▶ _Exercise requirements_: Report every line below that contains the word "wooden", copying each such line in full. Case counts, so match capital and lowercase letters exactly.

(Excerpts from a pointing dataset)
--

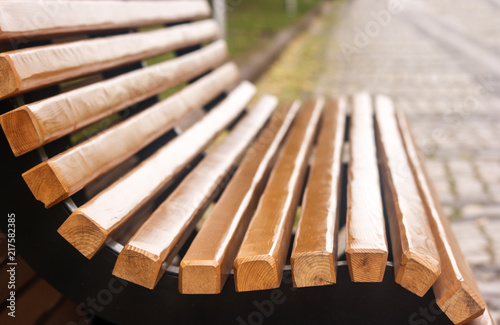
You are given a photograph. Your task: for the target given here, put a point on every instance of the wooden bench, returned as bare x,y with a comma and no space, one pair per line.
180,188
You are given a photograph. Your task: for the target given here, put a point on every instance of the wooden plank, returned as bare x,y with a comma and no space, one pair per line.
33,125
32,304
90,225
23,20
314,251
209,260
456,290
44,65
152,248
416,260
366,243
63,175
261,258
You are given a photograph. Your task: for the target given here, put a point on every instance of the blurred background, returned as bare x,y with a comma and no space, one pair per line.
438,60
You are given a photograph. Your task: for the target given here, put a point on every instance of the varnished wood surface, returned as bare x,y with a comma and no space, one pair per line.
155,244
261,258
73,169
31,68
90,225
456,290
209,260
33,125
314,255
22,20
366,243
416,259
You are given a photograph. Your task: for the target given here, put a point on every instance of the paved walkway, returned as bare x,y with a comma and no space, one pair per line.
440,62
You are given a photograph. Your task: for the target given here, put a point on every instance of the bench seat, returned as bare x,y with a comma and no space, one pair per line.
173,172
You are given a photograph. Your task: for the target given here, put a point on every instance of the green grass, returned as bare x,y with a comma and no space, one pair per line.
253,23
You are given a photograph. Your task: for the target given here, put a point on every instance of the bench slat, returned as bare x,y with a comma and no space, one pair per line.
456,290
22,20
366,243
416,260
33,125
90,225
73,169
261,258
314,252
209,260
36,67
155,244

--

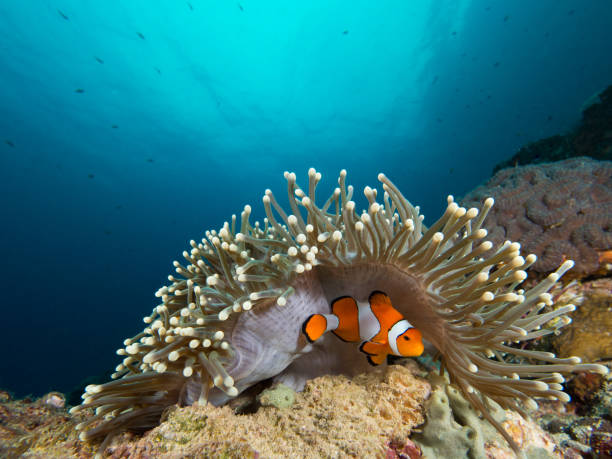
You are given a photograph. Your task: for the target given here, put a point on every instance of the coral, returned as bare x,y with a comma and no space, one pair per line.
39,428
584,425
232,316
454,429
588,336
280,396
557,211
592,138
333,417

--

▶ _The answer_:
You are given a photograph. Your task: for the target given here, put a point on every instance of the wooden bench, returned as bare x,y with a comma and no space, one pair per line.
You are given a photograph. Your task: for the target given here, put a point on every instance of the wooden plank, returned as bare x,y with a comma and no space, one pair per line.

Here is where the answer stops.